→ **Dataset items**
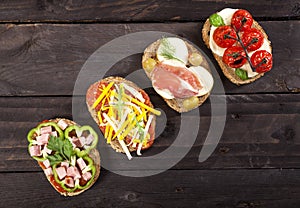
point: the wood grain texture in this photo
(136, 10)
(45, 59)
(261, 131)
(187, 188)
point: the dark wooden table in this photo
(43, 46)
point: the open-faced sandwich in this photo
(239, 44)
(67, 154)
(179, 73)
(123, 113)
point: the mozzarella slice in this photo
(177, 45)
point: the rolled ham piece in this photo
(174, 81)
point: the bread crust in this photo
(175, 103)
(93, 154)
(115, 144)
(228, 71)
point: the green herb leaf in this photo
(68, 149)
(63, 149)
(241, 73)
(216, 20)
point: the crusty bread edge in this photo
(175, 103)
(228, 71)
(93, 154)
(115, 144)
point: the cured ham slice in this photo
(174, 80)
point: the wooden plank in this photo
(186, 188)
(136, 10)
(260, 131)
(51, 56)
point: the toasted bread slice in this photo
(228, 71)
(93, 154)
(175, 103)
(91, 98)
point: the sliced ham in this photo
(35, 150)
(61, 172)
(46, 130)
(48, 171)
(178, 81)
(81, 163)
(69, 181)
(42, 139)
(87, 176)
(73, 172)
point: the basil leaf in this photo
(241, 73)
(68, 149)
(63, 149)
(216, 20)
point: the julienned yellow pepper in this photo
(152, 110)
(104, 92)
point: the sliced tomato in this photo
(241, 20)
(225, 36)
(252, 39)
(262, 61)
(234, 57)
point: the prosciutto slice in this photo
(178, 81)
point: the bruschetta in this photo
(67, 154)
(179, 73)
(239, 44)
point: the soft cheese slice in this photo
(176, 46)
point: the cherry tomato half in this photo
(252, 39)
(241, 20)
(224, 36)
(234, 57)
(262, 61)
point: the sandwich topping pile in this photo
(177, 72)
(240, 43)
(124, 114)
(66, 153)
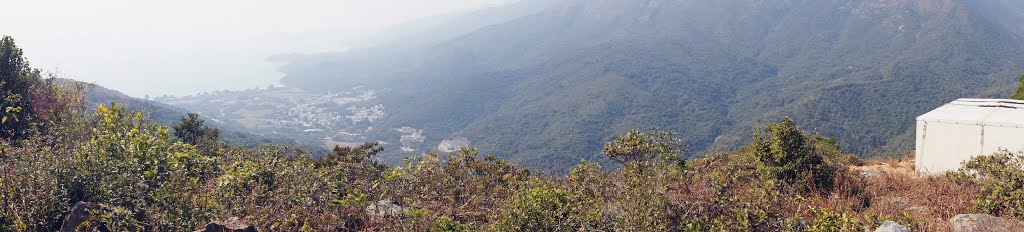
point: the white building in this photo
(965, 128)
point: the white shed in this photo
(966, 128)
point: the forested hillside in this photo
(585, 71)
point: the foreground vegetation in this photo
(55, 153)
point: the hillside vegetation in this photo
(55, 152)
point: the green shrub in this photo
(541, 207)
(445, 224)
(795, 159)
(1001, 176)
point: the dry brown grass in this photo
(891, 187)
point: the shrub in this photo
(795, 159)
(1001, 176)
(541, 207)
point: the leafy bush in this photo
(795, 159)
(1001, 176)
(541, 207)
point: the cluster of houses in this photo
(965, 128)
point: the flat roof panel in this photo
(1001, 112)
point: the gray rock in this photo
(384, 209)
(987, 223)
(890, 226)
(232, 224)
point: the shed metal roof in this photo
(1001, 112)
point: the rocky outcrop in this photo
(230, 225)
(987, 223)
(890, 226)
(81, 214)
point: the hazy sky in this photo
(188, 46)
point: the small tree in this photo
(16, 79)
(1019, 95)
(192, 130)
(787, 155)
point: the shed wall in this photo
(1008, 138)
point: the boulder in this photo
(230, 225)
(890, 226)
(971, 223)
(384, 209)
(80, 214)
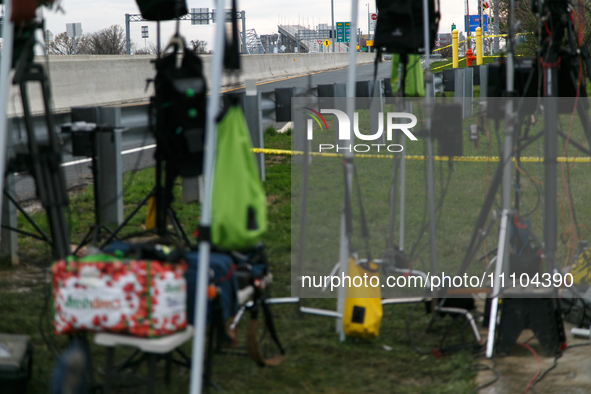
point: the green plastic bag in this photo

→ **What you need to do**
Write out the data above again, switching every "in this photo" to "in the image" and leaving everything else unchanged. Omit the pictures.

→ **Response to this exercise**
point: the wood grain texture in the image
(136, 10)
(45, 59)
(261, 131)
(187, 188)
point: the dark wooden table in the image
(43, 46)
point: the open-faced sandwich in the image
(239, 44)
(67, 154)
(179, 73)
(123, 113)
point: the mozzarella slice in the image
(177, 45)
point: the rolled ham piece in the image
(174, 81)
point: the bread crust in the image
(175, 103)
(93, 154)
(115, 144)
(228, 71)
point: the green herb leaf in the image
(68, 149)
(63, 149)
(241, 73)
(216, 20)
point: the crusty bread edge in the image
(175, 103)
(228, 71)
(93, 154)
(115, 144)
point: the cured ham slice in the image
(174, 80)
point: the wooden plank in the image
(186, 188)
(136, 10)
(260, 131)
(51, 56)
point: the toasted bread slice in the image
(228, 71)
(93, 154)
(175, 103)
(91, 98)
point: the sliced ham in the image
(35, 150)
(61, 172)
(46, 130)
(48, 171)
(178, 81)
(81, 163)
(69, 181)
(42, 139)
(87, 176)
(73, 172)
point: the basil leaf in the image
(241, 73)
(68, 149)
(63, 149)
(216, 20)
point: the julienned yellow pepper in the image
(152, 110)
(104, 92)
point: the sliced tomato in the image
(241, 20)
(225, 36)
(252, 39)
(262, 61)
(234, 57)
point: the prosciutto slice in the image
(178, 81)
point: the bruschetta in the image
(67, 154)
(179, 73)
(239, 44)
point: the soft cheese slice in the image
(176, 46)
point: the cherry tomato half in the image
(252, 39)
(241, 20)
(224, 36)
(234, 57)
(262, 61)
point: the sandwich topping pile in the image
(177, 72)
(240, 43)
(124, 114)
(66, 153)
point: the white building in the image
(965, 128)
point: the white shed in the image
(966, 128)
point: the forested hillside in the image
(585, 71)
point: the foreground vegetation in the image
(55, 153)
point: the hillside vegetation in the image
(55, 152)
point: the green shrub in the image
(541, 207)
(445, 224)
(795, 159)
(1001, 176)
point: the dry brown grass in the image
(891, 187)
point: the shrub in the image
(795, 159)
(1001, 176)
(541, 207)
point: the leafy bush in the image
(795, 159)
(1001, 176)
(541, 207)
point: the cluster of houses in the image
(965, 128)
point: the flat roof panel in the image
(1001, 112)
point: the gray rock in the image
(384, 209)
(987, 223)
(890, 226)
(232, 224)
point: the shed metal roof in the image
(1001, 112)
point: the rocky outcrop in the image
(230, 225)
(987, 223)
(890, 226)
(81, 214)
point: the hazy sky in the image
(188, 46)
point: the small tree in the image
(16, 79)
(1019, 95)
(192, 130)
(787, 155)
point: the shed wall in the image
(1008, 138)
point: the boulder in the image
(230, 225)
(890, 226)
(971, 223)
(384, 209)
(80, 214)
point: the green plastic bag in the image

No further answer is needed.